→ Dataset entries:
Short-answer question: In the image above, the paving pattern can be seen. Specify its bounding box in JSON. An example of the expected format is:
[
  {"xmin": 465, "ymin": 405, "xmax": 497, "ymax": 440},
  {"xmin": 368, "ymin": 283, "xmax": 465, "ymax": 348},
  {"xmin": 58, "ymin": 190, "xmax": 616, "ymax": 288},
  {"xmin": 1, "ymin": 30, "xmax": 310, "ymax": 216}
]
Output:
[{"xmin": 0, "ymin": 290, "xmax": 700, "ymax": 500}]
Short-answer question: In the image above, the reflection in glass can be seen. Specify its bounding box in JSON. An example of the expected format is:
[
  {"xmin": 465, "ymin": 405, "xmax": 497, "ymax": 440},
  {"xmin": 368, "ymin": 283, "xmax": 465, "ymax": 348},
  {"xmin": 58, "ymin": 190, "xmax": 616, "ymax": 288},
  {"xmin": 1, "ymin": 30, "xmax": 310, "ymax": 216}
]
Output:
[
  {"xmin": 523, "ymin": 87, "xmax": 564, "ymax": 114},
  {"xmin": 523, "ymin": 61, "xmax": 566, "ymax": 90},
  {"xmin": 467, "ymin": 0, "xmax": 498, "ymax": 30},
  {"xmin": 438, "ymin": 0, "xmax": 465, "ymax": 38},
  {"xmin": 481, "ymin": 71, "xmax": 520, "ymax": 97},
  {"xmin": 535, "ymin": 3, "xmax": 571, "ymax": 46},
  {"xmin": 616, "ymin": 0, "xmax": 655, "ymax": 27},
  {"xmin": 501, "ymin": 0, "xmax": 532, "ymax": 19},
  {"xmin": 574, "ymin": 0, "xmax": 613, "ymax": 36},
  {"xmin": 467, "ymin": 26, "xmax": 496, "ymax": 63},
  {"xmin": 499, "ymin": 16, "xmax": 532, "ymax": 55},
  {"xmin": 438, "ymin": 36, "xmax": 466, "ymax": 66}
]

→ Short problem: Copy the rows above verbatim, line for line.

→ Answer:
Short-answer question: In the image above, the paving pattern can be seen. Specify its bounding box in JSON. An example of the expected format is:
[
  {"xmin": 465, "ymin": 405, "xmax": 497, "ymax": 440},
  {"xmin": 368, "ymin": 283, "xmax": 465, "ymax": 348},
  {"xmin": 58, "ymin": 190, "xmax": 616, "ymax": 288},
  {"xmin": 1, "ymin": 30, "xmax": 310, "ymax": 216}
]
Output:
[{"xmin": 0, "ymin": 290, "xmax": 700, "ymax": 500}]
Short-answer question: In the image above, the reflection in glass can be seen. Specify its bounding box in JSON. An example of the expected format is:
[
  {"xmin": 465, "ymin": 405, "xmax": 497, "ymax": 440},
  {"xmin": 368, "ymin": 283, "xmax": 465, "ymax": 348},
  {"xmin": 58, "ymin": 190, "xmax": 616, "ymax": 288},
  {"xmin": 1, "ymin": 30, "xmax": 310, "ymax": 216}
]
Output:
[
  {"xmin": 523, "ymin": 87, "xmax": 564, "ymax": 114},
  {"xmin": 523, "ymin": 61, "xmax": 566, "ymax": 90},
  {"xmin": 467, "ymin": 0, "xmax": 498, "ymax": 30},
  {"xmin": 438, "ymin": 0, "xmax": 465, "ymax": 38},
  {"xmin": 481, "ymin": 71, "xmax": 520, "ymax": 97},
  {"xmin": 535, "ymin": 3, "xmax": 571, "ymax": 46},
  {"xmin": 616, "ymin": 0, "xmax": 655, "ymax": 27},
  {"xmin": 501, "ymin": 0, "xmax": 532, "ymax": 19},
  {"xmin": 574, "ymin": 0, "xmax": 613, "ymax": 36},
  {"xmin": 467, "ymin": 26, "xmax": 496, "ymax": 63},
  {"xmin": 499, "ymin": 16, "xmax": 532, "ymax": 55},
  {"xmin": 438, "ymin": 36, "xmax": 466, "ymax": 66}
]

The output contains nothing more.